▶ _Your assignment_
Extract the line that contains "Find the ceiling fan in" and every line after it to the end of the records below, exactly as written and nothing else.

——————————

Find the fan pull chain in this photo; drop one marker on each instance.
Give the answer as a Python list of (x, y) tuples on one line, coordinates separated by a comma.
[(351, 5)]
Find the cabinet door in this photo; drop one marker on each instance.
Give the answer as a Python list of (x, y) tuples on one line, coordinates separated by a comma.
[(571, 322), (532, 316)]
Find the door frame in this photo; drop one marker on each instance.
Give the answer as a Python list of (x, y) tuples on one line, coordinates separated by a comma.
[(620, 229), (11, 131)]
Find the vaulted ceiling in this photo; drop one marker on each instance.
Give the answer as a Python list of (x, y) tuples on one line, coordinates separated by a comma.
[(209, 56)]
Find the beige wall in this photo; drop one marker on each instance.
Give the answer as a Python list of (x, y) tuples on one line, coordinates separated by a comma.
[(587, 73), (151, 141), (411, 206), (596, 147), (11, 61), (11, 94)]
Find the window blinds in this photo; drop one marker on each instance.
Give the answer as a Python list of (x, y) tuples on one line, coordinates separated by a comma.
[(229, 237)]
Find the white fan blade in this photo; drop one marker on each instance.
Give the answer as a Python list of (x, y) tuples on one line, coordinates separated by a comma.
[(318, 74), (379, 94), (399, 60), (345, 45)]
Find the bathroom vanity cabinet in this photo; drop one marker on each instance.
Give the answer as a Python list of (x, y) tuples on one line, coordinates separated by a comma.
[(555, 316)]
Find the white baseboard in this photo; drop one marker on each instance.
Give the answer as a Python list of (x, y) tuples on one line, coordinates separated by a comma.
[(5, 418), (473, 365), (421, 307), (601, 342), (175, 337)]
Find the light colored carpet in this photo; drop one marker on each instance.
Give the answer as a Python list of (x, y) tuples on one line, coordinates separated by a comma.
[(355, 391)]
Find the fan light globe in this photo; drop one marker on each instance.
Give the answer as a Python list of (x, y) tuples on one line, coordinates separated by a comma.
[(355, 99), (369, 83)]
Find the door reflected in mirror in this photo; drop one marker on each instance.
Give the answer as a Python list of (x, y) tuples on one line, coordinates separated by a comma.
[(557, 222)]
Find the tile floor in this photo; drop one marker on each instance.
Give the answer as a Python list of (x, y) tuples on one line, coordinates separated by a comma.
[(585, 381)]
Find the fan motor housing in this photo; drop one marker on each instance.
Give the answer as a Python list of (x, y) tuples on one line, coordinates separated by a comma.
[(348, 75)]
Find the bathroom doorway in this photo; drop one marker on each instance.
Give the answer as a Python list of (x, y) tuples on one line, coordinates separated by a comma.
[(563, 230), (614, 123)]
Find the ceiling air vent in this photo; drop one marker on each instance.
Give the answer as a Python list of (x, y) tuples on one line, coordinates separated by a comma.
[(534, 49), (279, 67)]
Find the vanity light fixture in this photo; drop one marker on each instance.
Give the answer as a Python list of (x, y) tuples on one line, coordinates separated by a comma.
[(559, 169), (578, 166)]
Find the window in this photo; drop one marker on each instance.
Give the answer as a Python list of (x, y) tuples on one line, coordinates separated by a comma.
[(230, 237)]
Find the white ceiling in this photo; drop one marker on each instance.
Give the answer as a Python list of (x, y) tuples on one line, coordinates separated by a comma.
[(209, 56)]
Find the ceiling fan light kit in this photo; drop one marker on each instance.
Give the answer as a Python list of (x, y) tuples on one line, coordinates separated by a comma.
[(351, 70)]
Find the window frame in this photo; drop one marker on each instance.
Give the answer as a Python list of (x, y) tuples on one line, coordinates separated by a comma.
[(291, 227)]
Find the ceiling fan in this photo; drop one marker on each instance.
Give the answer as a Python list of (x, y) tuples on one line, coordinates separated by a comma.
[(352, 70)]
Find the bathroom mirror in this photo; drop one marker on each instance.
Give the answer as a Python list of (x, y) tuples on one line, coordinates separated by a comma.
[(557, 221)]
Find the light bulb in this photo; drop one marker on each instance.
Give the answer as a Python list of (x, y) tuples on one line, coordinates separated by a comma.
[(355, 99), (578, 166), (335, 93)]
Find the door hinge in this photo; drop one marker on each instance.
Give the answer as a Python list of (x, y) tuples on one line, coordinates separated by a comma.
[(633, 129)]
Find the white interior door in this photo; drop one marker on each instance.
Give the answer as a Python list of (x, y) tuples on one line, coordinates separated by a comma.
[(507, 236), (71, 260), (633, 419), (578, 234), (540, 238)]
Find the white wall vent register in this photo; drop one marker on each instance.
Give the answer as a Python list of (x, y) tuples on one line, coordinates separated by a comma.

——————————

▶ _The completed task_
Find the ceiling fan in this photo; drop one marker on each instance.
Give the answer as a Python list of (x, y) tuples on one line, coordinates separated by a comma.
[(352, 70)]
Find the bathroom mirror in this photo; drop one marker on each instance.
Give the answer as a Python list of (x, y) tuples on one line, coordinates separated by a comma.
[(557, 221)]
Find the light bulb in this photo; drop one marker on each instance.
Give the answer as a Python list of (x, y) tuples on one line, coordinates separated by a comma.
[(355, 99), (578, 166), (335, 93)]
Find the door hinge in this photo; drop one marker on each instance.
Give the answer as a Python list of (x, y) tuples on one line, coordinates separated by a comma.
[(633, 129)]
Find the white interior door in this photo; drop one marker on each instance.
Give the answer as a Python list of (x, y) tuples on one line, coordinates separated by a comma.
[(507, 236), (71, 260), (633, 419), (578, 234), (540, 238)]
Find the white wall vent register in this photo; drop one marker on each instance.
Give the answer as a Python list of (x, y) tuples on one line, coordinates separated by a comma.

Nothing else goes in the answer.